— Start —

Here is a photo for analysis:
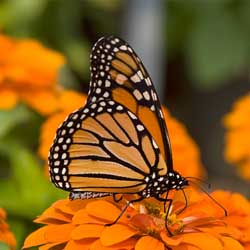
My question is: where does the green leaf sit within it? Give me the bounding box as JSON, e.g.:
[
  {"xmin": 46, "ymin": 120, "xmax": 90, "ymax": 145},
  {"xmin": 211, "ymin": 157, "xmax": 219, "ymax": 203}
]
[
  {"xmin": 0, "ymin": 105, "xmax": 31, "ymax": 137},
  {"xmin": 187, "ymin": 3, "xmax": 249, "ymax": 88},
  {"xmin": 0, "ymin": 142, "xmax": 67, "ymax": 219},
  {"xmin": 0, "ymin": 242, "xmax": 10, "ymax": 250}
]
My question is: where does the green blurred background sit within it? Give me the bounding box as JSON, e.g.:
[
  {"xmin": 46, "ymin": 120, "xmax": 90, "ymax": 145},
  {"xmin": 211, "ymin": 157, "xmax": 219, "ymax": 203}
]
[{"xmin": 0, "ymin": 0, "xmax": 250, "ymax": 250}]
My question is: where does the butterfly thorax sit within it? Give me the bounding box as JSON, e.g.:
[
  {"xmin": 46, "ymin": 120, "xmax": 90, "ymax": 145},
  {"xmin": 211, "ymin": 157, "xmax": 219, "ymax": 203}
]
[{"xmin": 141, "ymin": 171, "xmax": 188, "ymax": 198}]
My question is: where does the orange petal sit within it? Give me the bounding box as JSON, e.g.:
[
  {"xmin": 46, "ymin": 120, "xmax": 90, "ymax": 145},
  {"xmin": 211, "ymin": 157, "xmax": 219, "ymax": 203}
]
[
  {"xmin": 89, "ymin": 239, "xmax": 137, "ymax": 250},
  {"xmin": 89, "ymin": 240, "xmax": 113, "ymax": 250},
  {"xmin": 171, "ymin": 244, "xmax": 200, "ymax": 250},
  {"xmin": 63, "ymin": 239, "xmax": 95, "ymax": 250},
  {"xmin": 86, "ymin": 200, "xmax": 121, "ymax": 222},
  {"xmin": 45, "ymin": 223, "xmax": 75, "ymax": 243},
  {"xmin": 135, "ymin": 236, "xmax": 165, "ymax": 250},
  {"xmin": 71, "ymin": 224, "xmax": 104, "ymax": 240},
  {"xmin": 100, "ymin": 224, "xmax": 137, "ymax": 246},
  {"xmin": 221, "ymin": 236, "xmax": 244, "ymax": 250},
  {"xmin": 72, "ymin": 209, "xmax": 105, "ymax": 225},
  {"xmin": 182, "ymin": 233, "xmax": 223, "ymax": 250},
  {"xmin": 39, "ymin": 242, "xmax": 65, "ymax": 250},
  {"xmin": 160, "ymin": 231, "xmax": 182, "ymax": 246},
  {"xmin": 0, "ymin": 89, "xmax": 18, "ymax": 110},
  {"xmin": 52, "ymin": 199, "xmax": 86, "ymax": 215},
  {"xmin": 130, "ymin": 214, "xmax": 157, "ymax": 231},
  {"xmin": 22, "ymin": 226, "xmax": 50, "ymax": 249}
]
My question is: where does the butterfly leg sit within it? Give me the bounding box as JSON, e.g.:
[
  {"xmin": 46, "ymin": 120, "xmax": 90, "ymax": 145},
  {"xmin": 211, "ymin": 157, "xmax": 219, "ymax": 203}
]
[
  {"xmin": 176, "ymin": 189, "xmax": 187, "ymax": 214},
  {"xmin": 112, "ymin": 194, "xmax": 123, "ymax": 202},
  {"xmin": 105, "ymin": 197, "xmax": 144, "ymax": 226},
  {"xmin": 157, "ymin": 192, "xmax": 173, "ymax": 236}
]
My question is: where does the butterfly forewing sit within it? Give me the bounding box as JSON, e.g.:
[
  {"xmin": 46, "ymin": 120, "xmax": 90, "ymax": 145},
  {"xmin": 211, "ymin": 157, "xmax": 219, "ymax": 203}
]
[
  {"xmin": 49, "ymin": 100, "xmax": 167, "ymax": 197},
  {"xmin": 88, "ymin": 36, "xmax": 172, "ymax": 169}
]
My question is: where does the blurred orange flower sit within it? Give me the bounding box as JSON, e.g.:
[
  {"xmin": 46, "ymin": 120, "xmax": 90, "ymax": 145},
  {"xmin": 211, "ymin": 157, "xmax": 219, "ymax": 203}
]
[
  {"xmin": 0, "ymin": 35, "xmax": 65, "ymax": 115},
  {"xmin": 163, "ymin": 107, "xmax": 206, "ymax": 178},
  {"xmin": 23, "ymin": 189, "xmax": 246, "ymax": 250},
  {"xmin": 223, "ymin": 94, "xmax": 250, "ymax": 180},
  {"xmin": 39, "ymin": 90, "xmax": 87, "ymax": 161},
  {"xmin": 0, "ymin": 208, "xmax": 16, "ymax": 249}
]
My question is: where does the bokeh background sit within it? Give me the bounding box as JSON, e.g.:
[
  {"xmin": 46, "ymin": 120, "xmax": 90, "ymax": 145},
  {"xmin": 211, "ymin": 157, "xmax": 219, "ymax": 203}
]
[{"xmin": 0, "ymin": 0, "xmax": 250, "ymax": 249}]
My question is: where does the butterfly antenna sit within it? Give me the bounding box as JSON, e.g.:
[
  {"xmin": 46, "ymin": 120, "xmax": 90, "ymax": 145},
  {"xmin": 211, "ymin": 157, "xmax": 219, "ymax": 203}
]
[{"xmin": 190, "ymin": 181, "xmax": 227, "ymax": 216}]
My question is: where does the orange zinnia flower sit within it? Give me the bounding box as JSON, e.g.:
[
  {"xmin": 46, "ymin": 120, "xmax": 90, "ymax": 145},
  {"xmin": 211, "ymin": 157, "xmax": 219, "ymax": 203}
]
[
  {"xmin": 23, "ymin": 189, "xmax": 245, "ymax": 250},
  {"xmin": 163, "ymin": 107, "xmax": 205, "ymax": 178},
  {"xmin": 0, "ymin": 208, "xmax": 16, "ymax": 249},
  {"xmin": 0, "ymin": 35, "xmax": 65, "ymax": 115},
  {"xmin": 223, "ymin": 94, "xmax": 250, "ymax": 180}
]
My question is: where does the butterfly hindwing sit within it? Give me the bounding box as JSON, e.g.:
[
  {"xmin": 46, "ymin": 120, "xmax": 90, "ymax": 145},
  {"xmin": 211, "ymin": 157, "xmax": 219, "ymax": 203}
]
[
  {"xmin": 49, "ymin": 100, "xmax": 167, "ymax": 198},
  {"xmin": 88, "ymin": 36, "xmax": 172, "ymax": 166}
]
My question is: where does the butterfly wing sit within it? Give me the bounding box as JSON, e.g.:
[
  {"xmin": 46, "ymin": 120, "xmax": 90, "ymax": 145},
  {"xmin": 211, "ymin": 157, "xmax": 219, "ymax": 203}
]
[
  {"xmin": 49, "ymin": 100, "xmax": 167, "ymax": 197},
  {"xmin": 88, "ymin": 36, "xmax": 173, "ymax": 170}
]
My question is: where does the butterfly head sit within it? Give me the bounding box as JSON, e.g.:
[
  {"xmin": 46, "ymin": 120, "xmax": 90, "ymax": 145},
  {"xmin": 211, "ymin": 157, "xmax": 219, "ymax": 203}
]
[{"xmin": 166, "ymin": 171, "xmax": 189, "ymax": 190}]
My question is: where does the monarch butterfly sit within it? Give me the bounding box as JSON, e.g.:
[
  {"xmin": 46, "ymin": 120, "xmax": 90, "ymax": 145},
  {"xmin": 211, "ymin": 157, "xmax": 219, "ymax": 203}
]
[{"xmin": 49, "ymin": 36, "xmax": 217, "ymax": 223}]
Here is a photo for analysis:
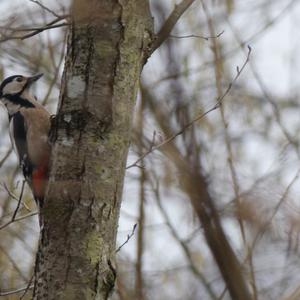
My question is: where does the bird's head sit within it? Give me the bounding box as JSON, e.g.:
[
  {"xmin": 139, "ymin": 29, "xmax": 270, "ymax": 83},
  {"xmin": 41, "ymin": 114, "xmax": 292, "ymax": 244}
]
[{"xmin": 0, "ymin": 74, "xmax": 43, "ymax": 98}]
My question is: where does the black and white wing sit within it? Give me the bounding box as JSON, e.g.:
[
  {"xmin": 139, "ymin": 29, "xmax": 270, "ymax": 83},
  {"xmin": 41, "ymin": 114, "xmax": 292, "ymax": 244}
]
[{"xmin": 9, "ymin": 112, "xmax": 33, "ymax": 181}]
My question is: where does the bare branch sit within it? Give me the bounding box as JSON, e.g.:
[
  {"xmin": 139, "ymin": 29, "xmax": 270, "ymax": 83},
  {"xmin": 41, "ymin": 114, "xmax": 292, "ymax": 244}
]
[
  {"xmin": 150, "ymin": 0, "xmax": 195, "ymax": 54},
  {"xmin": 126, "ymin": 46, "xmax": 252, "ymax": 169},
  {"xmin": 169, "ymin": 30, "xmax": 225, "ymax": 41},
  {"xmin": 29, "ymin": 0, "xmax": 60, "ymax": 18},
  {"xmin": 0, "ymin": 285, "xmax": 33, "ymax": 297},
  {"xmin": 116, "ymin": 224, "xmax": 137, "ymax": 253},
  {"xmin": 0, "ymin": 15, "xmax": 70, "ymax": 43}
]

— End —

:: WORK TO BE COMPLETED ::
Filter the items above down to the lines containing the word "background", and copy each of those lines.

:: WRITTEN ANSWER ::
My question is: where does the green blurred background sit within it? Give me the bounding box as JSON, e.g.:
My question is: where does the bokeh background sit within it? Give me the bounding box as JSON, e.g.:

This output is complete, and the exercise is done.